> Exercise details
Put the lines below into a numbered list, starting with the line that contains "Practice step: set one point on each instance of the stone" and continuing up to and including the final line. Leave out any blank lines.

> Excerpts of location labeling data
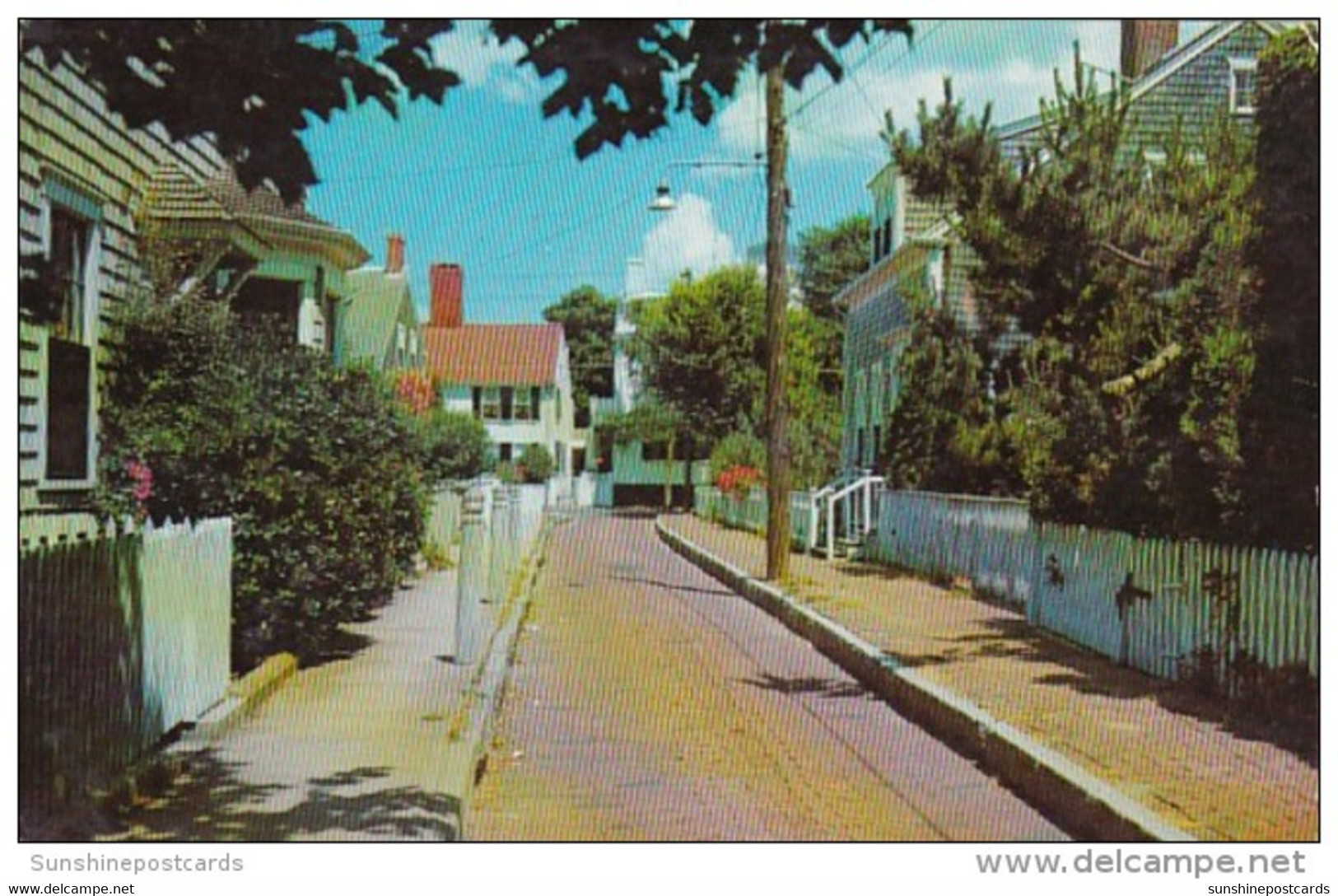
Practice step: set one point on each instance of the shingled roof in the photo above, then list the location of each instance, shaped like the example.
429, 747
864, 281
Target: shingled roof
494, 353
372, 310
177, 201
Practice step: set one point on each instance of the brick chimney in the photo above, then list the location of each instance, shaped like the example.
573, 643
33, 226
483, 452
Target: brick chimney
445, 284
395, 254
1143, 42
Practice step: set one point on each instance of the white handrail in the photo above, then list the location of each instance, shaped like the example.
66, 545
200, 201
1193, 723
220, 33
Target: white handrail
847, 483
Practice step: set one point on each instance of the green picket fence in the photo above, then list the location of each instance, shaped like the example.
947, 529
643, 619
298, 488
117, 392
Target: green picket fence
1158, 604
124, 634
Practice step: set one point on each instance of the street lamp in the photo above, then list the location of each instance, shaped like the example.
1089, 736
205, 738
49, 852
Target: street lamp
664, 199
777, 220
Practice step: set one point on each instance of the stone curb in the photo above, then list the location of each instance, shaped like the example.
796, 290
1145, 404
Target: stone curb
1083, 804
158, 768
488, 686
241, 697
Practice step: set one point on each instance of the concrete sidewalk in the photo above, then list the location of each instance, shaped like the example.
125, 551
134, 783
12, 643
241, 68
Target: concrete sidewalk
378, 743
1168, 750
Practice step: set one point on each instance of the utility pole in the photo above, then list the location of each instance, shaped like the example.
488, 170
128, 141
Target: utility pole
777, 216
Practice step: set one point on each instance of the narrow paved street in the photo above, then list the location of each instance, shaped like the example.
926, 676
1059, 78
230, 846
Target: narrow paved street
648, 702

> Output for this exercise
1. Practice step: set one point on each instance of the stone curb in the photo above, then list the location of each instance, shaped like the example.
2. 796, 290
3. 1145, 404
4. Target: stone curb
5. 1083, 804
6. 158, 768
7. 488, 686
8. 241, 697
9. Practice step: set one point on each instance of the concrete sidewalk in the photo above, then list the location of each instance, shaped like the example.
10. 125, 551
11. 134, 783
12. 12, 643
13. 241, 68
14. Target: concrete sidewalk
15. 378, 743
16. 1168, 750
17. Practice step: set one point on each instance of the utility pole in the photo above, then list the location of each instance, shaped like the example.
18. 488, 170
19. 128, 141
20. Target: utility pole
21. 777, 216
22. Practice step: set one point on each instance of the narrow paved street in the photo above, then list the location of each instance, shaped like the example.
23. 926, 676
24. 1059, 78
25. 230, 846
26. Target: narrow paved street
27. 648, 702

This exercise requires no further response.